• Task instructions
How many rows below contain the string "hairdryer"? Reply with the number alone.

• Records for this task
■ ■ ■ ■ ■ ■ ■
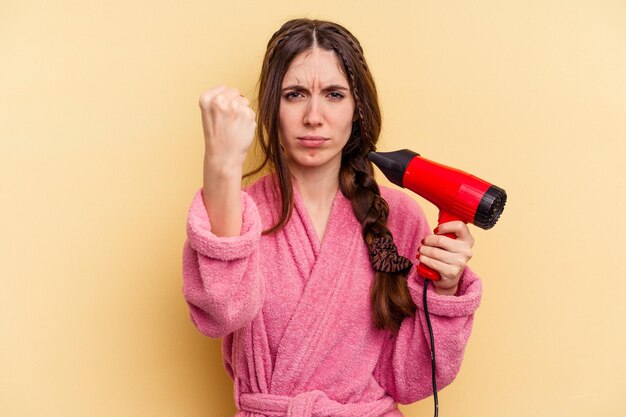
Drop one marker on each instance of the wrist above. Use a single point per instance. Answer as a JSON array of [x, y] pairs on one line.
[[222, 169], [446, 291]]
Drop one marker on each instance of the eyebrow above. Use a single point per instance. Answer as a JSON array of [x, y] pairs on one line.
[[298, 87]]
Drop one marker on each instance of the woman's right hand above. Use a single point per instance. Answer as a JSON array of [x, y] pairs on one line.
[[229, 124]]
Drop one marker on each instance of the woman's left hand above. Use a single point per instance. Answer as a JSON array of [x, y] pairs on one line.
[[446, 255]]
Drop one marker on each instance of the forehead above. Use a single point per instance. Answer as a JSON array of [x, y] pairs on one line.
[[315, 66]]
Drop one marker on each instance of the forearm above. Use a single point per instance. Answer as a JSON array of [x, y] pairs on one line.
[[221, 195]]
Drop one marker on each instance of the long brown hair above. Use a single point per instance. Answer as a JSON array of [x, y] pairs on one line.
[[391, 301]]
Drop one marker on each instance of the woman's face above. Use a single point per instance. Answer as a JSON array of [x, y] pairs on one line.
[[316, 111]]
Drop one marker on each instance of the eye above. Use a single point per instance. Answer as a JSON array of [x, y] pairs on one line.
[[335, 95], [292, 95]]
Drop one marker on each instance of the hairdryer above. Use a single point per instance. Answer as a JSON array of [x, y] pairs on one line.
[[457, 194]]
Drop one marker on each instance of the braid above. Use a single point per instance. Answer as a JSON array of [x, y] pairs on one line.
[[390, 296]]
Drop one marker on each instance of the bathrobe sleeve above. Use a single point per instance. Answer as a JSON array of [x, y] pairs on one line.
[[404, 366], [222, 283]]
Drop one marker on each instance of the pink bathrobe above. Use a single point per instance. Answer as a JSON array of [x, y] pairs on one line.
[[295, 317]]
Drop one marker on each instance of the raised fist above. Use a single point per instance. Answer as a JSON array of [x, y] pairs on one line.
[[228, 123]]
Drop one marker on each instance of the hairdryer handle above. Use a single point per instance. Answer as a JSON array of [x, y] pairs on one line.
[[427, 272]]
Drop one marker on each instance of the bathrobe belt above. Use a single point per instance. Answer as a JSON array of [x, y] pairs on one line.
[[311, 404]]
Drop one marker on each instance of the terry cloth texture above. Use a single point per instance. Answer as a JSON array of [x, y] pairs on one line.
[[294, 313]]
■ ■ ■ ■ ■ ■ ■
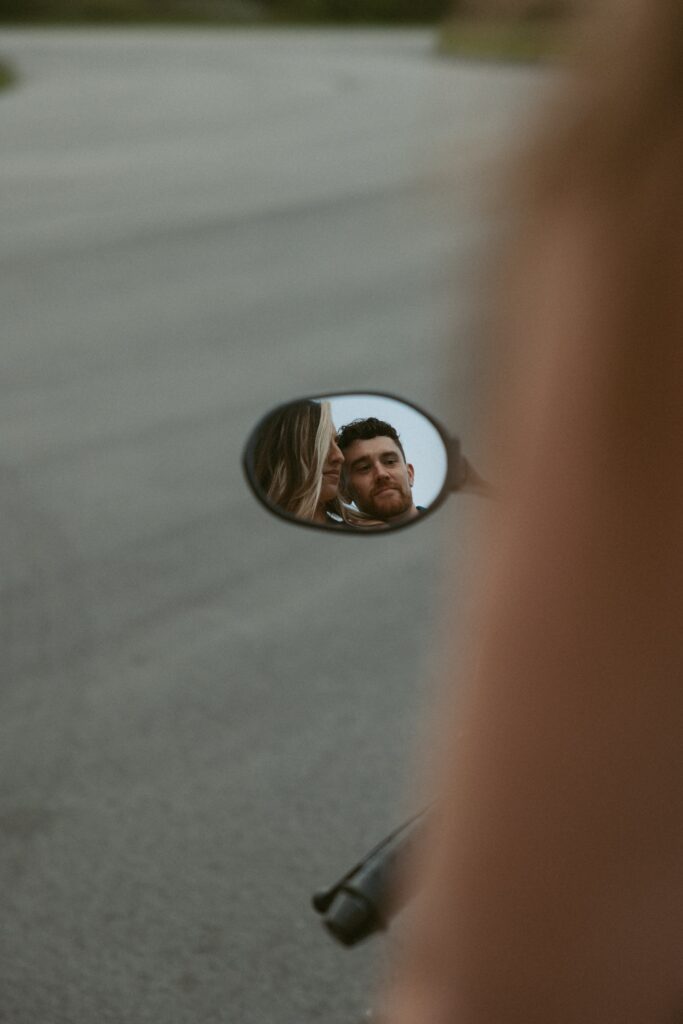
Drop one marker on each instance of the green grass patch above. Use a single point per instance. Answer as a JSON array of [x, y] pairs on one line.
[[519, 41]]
■ ■ ■ ■ ■ ■ ■
• Response
2